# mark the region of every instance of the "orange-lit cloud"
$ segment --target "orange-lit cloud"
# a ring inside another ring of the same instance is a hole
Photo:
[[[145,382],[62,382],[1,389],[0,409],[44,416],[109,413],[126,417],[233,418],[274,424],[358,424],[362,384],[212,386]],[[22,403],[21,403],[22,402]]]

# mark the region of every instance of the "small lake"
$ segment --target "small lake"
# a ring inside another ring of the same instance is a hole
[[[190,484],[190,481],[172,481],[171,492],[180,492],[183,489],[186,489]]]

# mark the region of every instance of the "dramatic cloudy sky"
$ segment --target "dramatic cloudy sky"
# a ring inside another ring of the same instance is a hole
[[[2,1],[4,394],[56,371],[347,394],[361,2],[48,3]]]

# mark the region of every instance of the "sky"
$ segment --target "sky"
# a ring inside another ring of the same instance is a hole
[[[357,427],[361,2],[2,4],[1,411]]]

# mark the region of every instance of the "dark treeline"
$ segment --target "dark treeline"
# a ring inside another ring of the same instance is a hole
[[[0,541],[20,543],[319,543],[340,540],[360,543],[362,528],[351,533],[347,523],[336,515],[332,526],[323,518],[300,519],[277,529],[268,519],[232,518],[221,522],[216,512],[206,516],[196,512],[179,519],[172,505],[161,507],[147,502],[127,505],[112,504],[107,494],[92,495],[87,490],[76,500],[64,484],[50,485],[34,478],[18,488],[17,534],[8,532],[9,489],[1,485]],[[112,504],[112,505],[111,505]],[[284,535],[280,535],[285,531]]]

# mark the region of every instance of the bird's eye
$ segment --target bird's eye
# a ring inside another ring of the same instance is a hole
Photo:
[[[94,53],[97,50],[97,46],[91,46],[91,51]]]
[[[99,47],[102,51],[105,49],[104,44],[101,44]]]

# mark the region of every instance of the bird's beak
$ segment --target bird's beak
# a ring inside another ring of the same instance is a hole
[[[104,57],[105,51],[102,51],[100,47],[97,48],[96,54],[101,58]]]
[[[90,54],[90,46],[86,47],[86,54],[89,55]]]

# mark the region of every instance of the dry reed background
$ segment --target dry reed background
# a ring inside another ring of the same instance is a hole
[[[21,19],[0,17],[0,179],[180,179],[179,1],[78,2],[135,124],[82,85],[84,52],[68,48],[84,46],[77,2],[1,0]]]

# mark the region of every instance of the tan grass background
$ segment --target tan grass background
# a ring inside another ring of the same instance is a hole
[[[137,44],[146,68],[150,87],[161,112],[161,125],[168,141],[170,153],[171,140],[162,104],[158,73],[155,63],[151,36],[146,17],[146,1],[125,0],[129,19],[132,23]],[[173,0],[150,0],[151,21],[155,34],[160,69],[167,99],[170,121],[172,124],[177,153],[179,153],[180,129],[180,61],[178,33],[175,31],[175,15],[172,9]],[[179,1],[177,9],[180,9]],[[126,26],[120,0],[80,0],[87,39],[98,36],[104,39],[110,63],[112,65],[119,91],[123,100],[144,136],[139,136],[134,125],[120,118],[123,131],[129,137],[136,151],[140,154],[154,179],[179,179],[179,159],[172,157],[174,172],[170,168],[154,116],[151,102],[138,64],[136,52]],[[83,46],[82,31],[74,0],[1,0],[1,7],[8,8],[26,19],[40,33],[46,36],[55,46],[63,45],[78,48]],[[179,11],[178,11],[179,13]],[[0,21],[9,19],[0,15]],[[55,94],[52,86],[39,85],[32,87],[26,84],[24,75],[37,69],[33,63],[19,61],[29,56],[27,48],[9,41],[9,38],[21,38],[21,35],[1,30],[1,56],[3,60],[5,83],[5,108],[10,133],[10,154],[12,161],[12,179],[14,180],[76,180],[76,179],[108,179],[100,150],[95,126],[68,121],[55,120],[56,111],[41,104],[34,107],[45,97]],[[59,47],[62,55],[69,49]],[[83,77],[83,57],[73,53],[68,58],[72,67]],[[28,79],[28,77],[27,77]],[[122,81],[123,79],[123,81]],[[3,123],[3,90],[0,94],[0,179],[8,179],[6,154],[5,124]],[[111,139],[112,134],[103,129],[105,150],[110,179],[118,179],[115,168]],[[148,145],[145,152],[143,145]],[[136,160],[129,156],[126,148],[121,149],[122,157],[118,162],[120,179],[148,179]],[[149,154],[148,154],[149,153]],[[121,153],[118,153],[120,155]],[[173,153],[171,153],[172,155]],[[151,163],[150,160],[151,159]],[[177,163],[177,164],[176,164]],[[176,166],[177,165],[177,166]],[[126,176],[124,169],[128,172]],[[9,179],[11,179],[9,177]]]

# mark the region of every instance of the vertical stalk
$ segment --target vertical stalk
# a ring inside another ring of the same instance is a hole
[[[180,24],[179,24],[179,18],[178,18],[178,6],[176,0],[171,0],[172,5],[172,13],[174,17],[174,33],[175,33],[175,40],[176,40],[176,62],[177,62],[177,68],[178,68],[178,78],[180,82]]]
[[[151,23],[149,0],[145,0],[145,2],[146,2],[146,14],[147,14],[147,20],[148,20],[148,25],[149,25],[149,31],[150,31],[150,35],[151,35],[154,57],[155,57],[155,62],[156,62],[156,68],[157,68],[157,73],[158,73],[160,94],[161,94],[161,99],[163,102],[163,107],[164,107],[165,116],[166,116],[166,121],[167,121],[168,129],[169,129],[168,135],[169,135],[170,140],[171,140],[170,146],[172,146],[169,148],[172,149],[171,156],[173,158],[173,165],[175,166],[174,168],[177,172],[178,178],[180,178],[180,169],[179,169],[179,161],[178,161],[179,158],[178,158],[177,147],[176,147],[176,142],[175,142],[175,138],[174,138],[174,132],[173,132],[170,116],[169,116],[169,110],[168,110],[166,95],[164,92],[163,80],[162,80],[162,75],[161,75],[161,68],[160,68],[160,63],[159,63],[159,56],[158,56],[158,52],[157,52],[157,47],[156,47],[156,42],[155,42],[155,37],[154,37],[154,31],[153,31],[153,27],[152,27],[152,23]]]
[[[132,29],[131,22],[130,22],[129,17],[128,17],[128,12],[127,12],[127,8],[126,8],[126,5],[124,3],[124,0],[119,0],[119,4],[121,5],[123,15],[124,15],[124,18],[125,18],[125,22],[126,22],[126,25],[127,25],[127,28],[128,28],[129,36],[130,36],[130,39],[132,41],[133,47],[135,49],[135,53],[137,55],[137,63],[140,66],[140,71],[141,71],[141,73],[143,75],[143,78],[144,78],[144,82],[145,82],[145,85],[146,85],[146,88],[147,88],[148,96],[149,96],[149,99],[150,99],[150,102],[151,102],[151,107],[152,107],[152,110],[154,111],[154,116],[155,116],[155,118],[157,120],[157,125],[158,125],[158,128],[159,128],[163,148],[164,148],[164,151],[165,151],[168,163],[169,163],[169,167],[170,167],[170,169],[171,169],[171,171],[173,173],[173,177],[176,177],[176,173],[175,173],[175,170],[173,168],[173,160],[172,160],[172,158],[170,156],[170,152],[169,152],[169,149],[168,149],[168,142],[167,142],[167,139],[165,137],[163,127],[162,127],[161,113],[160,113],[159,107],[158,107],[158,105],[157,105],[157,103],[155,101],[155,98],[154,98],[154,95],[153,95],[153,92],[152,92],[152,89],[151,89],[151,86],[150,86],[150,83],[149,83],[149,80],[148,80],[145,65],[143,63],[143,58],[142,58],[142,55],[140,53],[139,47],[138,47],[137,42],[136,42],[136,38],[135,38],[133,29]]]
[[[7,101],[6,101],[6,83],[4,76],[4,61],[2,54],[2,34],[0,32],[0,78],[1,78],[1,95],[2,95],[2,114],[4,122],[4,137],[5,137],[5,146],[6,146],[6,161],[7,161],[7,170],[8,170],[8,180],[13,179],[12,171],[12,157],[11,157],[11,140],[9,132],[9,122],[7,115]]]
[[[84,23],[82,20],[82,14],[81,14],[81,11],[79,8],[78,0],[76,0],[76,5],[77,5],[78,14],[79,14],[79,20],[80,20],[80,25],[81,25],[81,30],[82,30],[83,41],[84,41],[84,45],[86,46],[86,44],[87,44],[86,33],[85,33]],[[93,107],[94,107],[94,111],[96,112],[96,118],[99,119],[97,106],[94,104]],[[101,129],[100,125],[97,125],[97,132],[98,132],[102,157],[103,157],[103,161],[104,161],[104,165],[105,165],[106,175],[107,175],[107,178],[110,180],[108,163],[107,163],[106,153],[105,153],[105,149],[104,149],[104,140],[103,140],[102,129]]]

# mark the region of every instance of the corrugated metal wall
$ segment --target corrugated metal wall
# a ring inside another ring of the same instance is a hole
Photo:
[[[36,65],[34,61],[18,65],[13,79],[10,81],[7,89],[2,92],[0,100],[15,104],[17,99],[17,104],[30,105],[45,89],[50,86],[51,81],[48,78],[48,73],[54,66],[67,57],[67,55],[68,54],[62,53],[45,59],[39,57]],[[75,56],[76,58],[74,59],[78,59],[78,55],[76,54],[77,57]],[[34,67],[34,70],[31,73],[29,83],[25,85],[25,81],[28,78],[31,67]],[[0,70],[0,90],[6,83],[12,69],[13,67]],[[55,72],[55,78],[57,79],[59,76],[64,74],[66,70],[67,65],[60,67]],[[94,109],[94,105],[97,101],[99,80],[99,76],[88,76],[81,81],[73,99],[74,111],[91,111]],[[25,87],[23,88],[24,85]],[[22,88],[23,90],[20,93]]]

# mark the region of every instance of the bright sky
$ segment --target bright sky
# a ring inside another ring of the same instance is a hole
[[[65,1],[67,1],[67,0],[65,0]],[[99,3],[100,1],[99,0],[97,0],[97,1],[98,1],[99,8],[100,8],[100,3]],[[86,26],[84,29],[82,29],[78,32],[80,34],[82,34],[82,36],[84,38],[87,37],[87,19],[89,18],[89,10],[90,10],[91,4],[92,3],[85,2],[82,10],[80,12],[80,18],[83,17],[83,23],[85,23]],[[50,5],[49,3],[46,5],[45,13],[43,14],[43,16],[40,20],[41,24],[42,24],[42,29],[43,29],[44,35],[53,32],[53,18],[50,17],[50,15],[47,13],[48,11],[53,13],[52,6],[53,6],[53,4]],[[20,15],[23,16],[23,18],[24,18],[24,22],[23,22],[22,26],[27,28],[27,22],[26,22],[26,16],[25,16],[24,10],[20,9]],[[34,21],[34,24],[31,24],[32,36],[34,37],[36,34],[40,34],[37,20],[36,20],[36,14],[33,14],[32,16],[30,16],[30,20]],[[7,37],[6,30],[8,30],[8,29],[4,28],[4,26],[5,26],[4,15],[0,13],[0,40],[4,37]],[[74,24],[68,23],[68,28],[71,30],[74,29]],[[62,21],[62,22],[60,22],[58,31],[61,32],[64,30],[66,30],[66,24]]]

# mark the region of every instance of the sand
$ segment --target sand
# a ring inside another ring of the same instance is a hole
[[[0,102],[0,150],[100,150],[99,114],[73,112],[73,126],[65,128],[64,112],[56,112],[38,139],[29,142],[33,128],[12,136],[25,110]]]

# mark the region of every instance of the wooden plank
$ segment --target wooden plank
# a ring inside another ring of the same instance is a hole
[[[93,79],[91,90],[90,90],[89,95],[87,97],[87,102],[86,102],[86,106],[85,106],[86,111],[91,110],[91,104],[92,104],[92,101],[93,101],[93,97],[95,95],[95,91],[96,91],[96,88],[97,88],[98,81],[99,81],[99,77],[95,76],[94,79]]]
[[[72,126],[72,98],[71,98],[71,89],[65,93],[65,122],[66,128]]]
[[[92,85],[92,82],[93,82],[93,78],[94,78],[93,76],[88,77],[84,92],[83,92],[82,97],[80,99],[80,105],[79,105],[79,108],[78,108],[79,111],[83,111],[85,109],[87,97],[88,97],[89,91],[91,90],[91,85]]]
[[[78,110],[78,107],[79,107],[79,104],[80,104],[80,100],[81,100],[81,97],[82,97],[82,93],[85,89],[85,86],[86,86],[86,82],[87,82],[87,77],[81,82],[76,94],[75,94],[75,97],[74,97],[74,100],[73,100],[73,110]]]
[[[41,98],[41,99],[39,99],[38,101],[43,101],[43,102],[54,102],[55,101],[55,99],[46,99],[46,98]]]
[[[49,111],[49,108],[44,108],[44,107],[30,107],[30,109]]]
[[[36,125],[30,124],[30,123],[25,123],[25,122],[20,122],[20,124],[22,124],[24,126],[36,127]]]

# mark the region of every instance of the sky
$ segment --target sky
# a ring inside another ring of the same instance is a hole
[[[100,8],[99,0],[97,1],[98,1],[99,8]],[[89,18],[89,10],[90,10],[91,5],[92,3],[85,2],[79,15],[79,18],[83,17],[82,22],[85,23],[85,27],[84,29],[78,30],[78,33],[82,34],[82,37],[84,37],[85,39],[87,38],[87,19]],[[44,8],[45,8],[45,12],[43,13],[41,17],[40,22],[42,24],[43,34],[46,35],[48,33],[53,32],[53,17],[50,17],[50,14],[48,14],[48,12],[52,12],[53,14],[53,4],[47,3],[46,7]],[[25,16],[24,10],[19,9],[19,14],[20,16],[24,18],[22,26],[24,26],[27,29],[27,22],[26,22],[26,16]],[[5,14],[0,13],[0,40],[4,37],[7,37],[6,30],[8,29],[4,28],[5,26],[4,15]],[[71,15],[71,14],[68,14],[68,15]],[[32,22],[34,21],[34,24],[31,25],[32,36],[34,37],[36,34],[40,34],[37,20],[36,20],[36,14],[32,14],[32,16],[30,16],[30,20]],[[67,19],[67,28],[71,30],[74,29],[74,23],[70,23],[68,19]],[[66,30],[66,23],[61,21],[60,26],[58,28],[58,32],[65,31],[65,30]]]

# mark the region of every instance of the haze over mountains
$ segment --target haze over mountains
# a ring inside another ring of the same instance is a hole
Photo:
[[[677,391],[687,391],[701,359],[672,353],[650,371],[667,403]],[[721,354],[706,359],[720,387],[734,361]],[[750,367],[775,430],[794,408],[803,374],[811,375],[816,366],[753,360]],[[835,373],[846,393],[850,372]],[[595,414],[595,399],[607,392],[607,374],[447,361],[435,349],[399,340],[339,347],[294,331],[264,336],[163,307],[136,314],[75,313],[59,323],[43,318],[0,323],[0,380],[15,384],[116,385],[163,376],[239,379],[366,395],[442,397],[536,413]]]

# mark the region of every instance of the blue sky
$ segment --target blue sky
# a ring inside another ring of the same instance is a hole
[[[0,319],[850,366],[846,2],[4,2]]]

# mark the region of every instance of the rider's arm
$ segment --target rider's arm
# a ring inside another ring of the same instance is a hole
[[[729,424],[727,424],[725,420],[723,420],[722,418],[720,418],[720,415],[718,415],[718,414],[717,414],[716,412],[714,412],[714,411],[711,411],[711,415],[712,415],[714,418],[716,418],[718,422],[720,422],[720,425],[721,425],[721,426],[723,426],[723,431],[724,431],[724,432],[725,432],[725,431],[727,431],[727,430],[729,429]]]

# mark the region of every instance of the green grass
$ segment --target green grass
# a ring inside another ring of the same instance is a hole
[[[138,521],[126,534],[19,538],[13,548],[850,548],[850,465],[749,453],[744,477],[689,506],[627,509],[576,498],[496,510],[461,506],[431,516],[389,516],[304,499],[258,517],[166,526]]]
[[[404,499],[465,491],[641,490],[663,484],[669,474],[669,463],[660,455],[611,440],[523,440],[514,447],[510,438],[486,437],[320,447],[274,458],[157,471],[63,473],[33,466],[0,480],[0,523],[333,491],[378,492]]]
────────────────────
TASK STATEMENT:
Can you write out everything from the start of the records down through the line containing "[[[357,427],[361,2],[2,4],[1,411]]]", including that line?

TASK ANSWER:
# mark the region of every instance of the "orange-lit cloud"
$ segment --target "orange-lit cloud"
# a ring inside another ring of the same instance is a hole
Photo:
[[[145,382],[62,382],[1,389],[0,409],[44,416],[109,413],[126,417],[233,418],[274,424],[358,424],[362,384],[212,386]],[[22,403],[21,403],[22,402]]]

# mark the region of every instance of the "small lake"
$ segment --target "small lake"
# a ring inside another ring of the same instance is a hole
[[[190,484],[190,481],[172,481],[171,492],[180,492],[183,489],[186,489]]]

# mark the region of every instance of the "dramatic cloudy sky"
$ segment --target "dramatic cloudy sky"
# a ring inside another ring of the same instance is a hole
[[[2,1],[4,394],[56,371],[347,394],[361,2],[48,3]]]

# mark the region of every instance of the "sky"
$ segment --target "sky"
# a ring inside another ring of the same instance is a hole
[[[357,427],[361,2],[2,4],[1,411]]]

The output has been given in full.